EXERCISE OBJECTIVE ▸ In the notebook excerpt on feature scaling, what does the comment say happens when the scaler is used twice?

# START OF PAGE EXTRACT

In this section, we split the data into train and test splits. Then we handle the missing values, which we should've handled previously but again that's how the homework is laid out. Then we attempt to make another train test split, but I have commented that out because that would override the work we've done previously.


### Step 8: Performing Feature Scaling on the Dataset

- Perform feature scaling using **MinMaxScaler** on the training features, and store the scaled features in **features_train_scaled**.


In [75]:
# TensorFlow and tf.keras
import tensorflow as tf
from tensorflow import keras
from keras.models import Sequential
from keras.layers import Dense
from keras.layers import Dropout
from keras.layers import BatchNormalization

In [76]:
# Convert the training features to a NumPy array
# Convert the training target variable to a NumPy array
# Convert the testing features to a NumPy array
# Convert the testing target variable to a NumPy array
# // TODO
features_train = features_train.to_numpy()
target_train = target_train.to_numpy()
features_test = features_test.to_numpy()
target_test = target_test.to_numpy()

In [None]:
# Import the MinMaxScaler from scikit-learn to scale the features to a specified range (default is [0, 1])
# Create an instance of the MinMaxScaler
# Use the fit_transform method of the scaler to fit the scaling parameters on the training features and transform them
# Use the transform method of the scaler to apply the same scaling parameters to the testing features
# // TODO

from sklearn.preprocessing import MinMaxScaler

scaler = MinMaxScaler()

# ! The kernel resets when I try to use the scaler twice. The code in fact does work on VS code. If you run it there, it should work fine.

features_train_scaled = scaler.fit_transform(features_train)
features_test_scaled = scaler.transform(features_test)

# END OF PAGE EXTRACT
# START OF DATA

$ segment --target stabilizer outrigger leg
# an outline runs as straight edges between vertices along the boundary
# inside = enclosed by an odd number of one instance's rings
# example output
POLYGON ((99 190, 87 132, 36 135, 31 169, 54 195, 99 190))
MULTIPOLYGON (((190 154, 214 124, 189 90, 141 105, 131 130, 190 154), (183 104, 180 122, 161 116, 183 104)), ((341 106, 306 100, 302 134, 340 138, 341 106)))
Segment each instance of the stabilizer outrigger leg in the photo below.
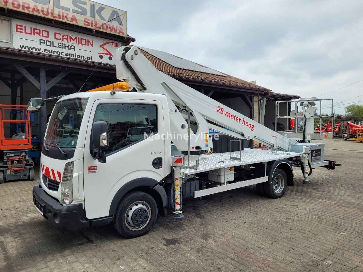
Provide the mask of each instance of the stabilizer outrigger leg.
POLYGON ((302 154, 300 156, 301 161, 303 164, 303 166, 301 166, 303 173, 304 174, 304 179, 302 181, 303 184, 310 184, 310 182, 308 177, 310 171, 309 167, 309 154, 311 152, 311 148, 310 147, 303 147, 302 154), (303 169, 302 169, 303 168, 303 169))
POLYGON ((174 208, 172 215, 174 219, 180 219, 184 217, 182 211, 182 166, 183 157, 180 156, 172 156, 173 168, 174 170, 174 208))

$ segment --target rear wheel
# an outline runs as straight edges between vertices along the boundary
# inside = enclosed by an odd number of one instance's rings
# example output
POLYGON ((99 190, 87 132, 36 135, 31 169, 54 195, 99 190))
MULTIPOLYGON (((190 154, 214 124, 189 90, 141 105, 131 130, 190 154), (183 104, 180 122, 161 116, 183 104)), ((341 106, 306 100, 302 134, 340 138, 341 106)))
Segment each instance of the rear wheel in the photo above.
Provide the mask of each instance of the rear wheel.
POLYGON ((276 169, 272 176, 272 182, 264 183, 265 193, 273 198, 282 197, 286 191, 287 186, 287 177, 285 171, 281 169, 276 169))
POLYGON ((29 180, 34 180, 35 179, 35 173, 34 169, 30 169, 29 173, 29 180))
POLYGON ((158 206, 152 197, 143 192, 132 192, 120 203, 114 226, 123 236, 134 238, 147 233, 157 217, 158 206))

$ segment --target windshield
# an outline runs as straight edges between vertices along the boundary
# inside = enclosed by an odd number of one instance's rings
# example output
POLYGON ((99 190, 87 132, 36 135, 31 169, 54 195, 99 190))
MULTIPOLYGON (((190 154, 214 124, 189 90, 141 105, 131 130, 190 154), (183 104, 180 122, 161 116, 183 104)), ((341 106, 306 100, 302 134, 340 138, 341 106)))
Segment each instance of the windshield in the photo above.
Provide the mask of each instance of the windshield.
POLYGON ((74 98, 57 102, 48 124, 45 141, 62 148, 75 148, 88 98, 74 98))

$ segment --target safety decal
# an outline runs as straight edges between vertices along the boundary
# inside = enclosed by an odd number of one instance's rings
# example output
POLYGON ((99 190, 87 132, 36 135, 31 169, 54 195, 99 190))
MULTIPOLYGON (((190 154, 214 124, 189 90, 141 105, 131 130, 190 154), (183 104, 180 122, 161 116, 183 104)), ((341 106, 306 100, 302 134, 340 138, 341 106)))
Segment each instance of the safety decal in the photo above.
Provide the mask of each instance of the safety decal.
POLYGON ((42 164, 41 164, 40 167, 42 169, 42 173, 43 175, 45 175, 46 177, 53 180, 60 182, 62 182, 62 174, 59 171, 56 171, 49 168, 42 164))

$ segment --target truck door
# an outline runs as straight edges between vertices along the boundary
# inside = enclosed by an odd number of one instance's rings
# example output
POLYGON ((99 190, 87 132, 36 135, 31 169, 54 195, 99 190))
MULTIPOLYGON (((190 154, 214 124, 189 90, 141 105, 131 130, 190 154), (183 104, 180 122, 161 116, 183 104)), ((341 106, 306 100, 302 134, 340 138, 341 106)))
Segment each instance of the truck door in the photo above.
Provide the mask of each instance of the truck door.
POLYGON ((97 100, 94 104, 84 149, 83 186, 86 215, 91 219, 108 216, 114 196, 126 183, 165 177, 164 119, 159 101, 123 99, 97 100), (137 101, 137 102, 135 102, 137 101), (92 125, 104 121, 109 127, 106 162, 91 155, 92 125))

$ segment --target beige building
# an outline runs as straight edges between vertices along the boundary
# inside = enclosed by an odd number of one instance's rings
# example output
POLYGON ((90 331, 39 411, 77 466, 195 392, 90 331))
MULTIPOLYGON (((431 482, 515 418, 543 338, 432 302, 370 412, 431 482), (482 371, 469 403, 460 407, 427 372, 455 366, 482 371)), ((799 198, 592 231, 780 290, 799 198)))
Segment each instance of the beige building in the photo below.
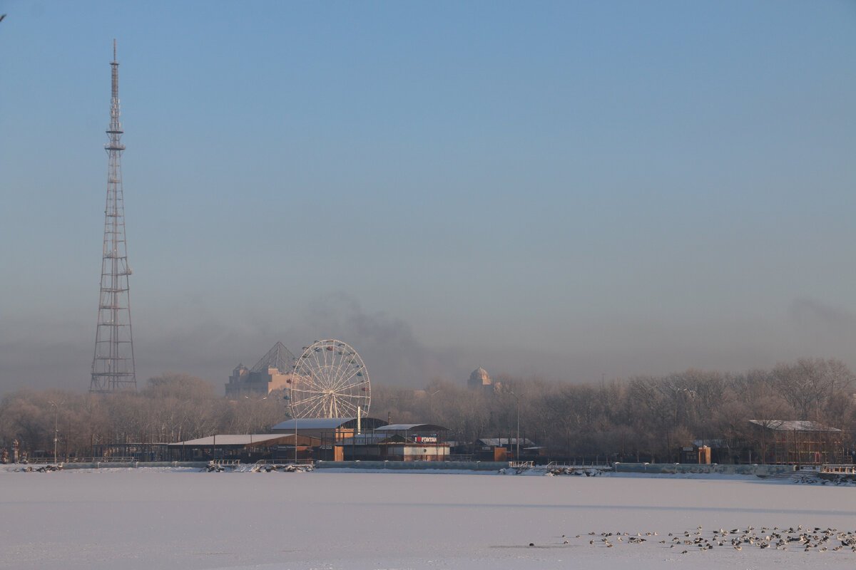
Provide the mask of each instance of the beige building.
POLYGON ((252 368, 243 364, 235 367, 226 384, 226 397, 236 400, 288 388, 297 382, 291 373, 294 365, 294 356, 282 343, 276 343, 252 368))

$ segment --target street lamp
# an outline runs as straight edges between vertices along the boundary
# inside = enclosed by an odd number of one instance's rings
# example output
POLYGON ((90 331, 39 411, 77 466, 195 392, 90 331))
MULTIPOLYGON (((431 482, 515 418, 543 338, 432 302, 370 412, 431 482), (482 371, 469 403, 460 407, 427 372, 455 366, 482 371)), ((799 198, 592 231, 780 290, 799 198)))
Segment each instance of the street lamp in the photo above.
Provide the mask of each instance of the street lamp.
POLYGON ((65 401, 60 402, 58 404, 53 402, 48 401, 48 403, 54 408, 54 465, 56 464, 56 440, 59 435, 59 407, 65 403, 65 401))

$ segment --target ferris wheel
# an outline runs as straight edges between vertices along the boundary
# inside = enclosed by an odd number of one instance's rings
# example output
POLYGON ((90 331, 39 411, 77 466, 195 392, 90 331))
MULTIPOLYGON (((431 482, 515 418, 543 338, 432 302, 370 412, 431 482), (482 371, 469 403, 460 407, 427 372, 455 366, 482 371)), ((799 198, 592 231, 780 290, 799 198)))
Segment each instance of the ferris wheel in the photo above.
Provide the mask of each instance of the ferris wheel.
POLYGON ((340 340, 303 347, 289 380, 294 418, 354 418, 369 411, 369 373, 357 351, 340 340))

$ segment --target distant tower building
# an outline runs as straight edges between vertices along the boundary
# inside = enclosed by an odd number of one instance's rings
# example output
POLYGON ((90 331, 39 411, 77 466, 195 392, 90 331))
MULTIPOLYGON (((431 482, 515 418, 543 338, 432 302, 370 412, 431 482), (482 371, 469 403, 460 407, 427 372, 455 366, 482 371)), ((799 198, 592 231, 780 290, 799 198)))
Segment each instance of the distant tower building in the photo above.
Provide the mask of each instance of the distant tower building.
POLYGON ((470 390, 479 388, 490 388, 493 385, 493 380, 487 373, 487 370, 481 367, 476 368, 470 374, 470 379, 467 381, 467 387, 470 390))
POLYGON ((98 296, 98 320, 95 332, 95 356, 90 392, 136 390, 134 367, 134 340, 131 334, 131 303, 128 295, 128 266, 125 249, 125 203, 122 190, 122 151, 125 145, 119 122, 119 62, 110 62, 112 94, 110 108, 109 143, 104 145, 109 157, 107 167, 107 207, 104 209, 104 243, 101 261, 101 294, 98 296))
POLYGON ((236 400, 288 388, 296 381, 292 374, 294 367, 294 355, 282 343, 276 343, 251 369, 239 364, 232 371, 226 384, 226 397, 236 400))

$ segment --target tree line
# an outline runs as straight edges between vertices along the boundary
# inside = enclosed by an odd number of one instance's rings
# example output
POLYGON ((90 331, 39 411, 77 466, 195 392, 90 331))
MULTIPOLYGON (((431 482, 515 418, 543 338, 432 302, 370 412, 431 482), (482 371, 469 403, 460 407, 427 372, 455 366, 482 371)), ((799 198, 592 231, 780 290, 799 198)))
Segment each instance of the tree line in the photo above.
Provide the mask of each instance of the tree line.
MULTIPOLYGON (((810 420, 856 432, 854 376, 837 360, 800 359, 770 370, 568 384, 497 376, 471 390, 431 381, 424 390, 372 387, 370 415, 447 427, 447 440, 518 433, 562 459, 675 461, 681 446, 716 444, 720 462, 750 461, 764 445, 750 420, 810 420), (748 451, 747 451, 748 450, 748 451)), ((88 394, 21 389, 0 400, 0 449, 14 441, 32 455, 92 456, 98 444, 173 443, 215 433, 266 433, 287 417, 282 395, 226 400, 187 374, 150 379, 137 392, 88 394)), ((713 445, 711 445, 713 447, 713 445)))

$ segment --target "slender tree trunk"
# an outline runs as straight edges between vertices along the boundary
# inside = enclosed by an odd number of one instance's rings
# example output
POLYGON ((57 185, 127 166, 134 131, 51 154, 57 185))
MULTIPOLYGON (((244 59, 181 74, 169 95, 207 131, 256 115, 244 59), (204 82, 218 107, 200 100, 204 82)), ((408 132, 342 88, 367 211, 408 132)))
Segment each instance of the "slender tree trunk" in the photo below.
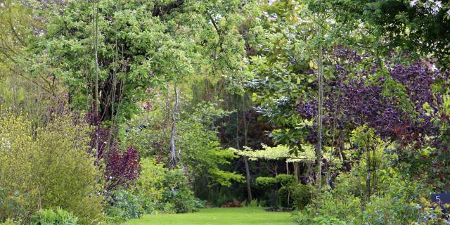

# END OF DATA

EXERCISE RESPONSE ▸ The kernel resets.